### [TEXTO PARA REVISIÓN]
◇ ◇ ◇ ◇ ◇

Oli tenía treinta y seis años pero para nosotros siempre fue la bebé. El día que nació, los médicos le dijeron a mi madre que solo tendría dos días de vida. Le pidieron autorización para desconectar el ventilador, pero ella se negó. “Es mi hija y así la quiero”, dijo. Desde ese momento, mi pequeña hermana con síndrome de Down se aferró a la vida, con uñas y dientes, durante más de tres décadas.
A lo largo de todo ese tiempo, la Oli llegó a coleccionar 340 Barbies entre originales y copias. A veces teníamos que regalarlas porque ya no entraban. Nunca vi a una niña tan feliz con sus muñecas. Las fue acumulando en su repisa, primero en decenas y luego en cientos. Jugaba con cada una de ellas, cada una tenía nombre propio, vestido, comida y vivienda. Se les asignaba, en algunos casos, hasta boda y funeral. Mi hermana era especialista en eso. La corte de invitados a sus bodas empezaba en la puerta de la casa y terminaba en el segundo patio. Nunca vi dos iguales, a pesar de que a veces le hacíamos la trampa de comprar dos del mismo modelo. La Oli se encargaba de darle forma y volverlas distintas.
Muchos le decían “la Barbie”, pero otros también “Pepa”, “Olguita” y hasta “Oligarquía”. A sus cortos 9 años, mi hermana se convirtió en mi ayudante en la cocina. Siempre bromista, risueña, amorosa, como ningún otro ser. Cuando creció y no hubo con quien dejarla, me acompañaba a la universidad. A veces nos íbamos caminando desde nuestra casa en La Colmena hasta la facultad de medicina donde le celebraban sus cumpleaños.
Luego, por la convivencia con la medicina, Olga se incorporó al staff no oficial de un hospital en Lima. Por diecinueve años acompañó a mi madre todos los días al trabajo. Esto le granjeó el nivel de ser considerada un miembro más del tópico de cirugía. Los médicos contaban con sus manos para doblar gasas y acomodar los apósitos. Muchas personas que pasaron por allí de pronto no saben que sus manitos prepararon esas gasas.
No faltó ningún día al trabajo. Ni uno solo. Cada paso que dio en la vida fue un símbolo de su lucha en este mundo. Desde el estigma que tuvo que combatir por su condición, hasta el desafío de trabajar sin descanso por casi dos décadas. Ahora que ya no está, me gusta imaginar que, a paso lento, la Oli nos acompaña en cada momento con su recuerdo siempre amoroso y su sonrisa perpetua.

◇ ◇ ◇ ◇ ◇

(Registros incluidos en un conjunto de datos)

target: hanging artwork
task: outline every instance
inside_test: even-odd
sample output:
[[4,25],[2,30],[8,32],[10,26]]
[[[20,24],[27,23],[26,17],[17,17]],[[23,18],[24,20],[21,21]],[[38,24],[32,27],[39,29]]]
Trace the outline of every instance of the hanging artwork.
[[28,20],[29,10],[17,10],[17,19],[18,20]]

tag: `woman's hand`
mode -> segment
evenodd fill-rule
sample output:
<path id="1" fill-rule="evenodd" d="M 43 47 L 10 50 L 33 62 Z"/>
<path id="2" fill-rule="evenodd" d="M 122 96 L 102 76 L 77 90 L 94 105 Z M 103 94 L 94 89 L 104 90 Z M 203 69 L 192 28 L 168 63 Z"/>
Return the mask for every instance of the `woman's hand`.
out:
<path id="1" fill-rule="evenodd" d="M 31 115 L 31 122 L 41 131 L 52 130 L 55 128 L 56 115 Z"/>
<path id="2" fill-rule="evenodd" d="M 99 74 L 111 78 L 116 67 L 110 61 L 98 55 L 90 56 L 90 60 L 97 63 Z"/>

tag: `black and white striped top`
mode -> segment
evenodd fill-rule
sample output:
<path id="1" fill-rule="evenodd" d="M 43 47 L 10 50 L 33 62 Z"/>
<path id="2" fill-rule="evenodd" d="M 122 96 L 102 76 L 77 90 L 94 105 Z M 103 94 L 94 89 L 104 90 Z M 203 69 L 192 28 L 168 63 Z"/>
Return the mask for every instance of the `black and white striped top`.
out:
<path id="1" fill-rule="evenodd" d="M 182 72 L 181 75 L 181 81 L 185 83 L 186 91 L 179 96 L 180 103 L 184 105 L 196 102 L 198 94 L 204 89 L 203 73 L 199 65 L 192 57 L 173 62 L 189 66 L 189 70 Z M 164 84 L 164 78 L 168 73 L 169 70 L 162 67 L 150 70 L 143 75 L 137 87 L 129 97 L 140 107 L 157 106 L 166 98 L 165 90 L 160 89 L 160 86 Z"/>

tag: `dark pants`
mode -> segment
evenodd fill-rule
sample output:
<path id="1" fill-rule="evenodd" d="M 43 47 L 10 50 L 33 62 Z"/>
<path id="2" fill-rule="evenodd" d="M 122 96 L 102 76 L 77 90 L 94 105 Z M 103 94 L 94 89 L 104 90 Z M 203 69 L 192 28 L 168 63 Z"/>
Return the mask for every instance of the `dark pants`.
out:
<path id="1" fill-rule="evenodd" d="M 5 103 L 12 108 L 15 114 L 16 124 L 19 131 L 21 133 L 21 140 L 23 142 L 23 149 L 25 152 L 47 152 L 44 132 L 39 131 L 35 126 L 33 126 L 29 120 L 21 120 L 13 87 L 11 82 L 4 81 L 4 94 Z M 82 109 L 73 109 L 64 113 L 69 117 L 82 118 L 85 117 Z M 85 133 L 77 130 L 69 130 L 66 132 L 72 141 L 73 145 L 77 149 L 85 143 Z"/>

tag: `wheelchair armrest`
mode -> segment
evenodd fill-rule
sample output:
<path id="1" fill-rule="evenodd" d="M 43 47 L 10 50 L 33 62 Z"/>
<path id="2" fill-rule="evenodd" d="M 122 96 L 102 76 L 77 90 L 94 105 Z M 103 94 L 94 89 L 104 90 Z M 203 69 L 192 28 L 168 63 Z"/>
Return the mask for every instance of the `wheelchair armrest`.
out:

◇ ◇ ◇ ◇ ◇

### [CONSIGNA 1]
Resume en dos oraciones el texto sobre Oli.
### [CONSIGNA 2]
¿Qué cosas asignaba Oli a sus muñecas, según el texto sobre Oli? Enuméralas todas.
### [CONSIGNA 3]
Según el texto sobre Oli, ¿durante cuántos años acompañó Oli a su madre al trabajo todos los días?

### [SOLUCIÓN DESARROLLADA 1]
Oli, que nació con síndrome de Down y a quien los médicos dieron solo dos días de vida, vivió treinta y seis años. Coleccionó 340 Barbies y acompañó a su madre durante diecinueve años a un hospital de Lima, donde doblaba gasas y acomodaba apósitos en el tópico de cirugía sin faltar un solo día.

### [SOLUCIÓN DESARROLLADA 2]
Nombre propio, vestido, comida, vivienda y, en algunos casos, boda y funeral.

### [SOLUCIÓN DESARROLLADA 3]
Durante diecinueve años.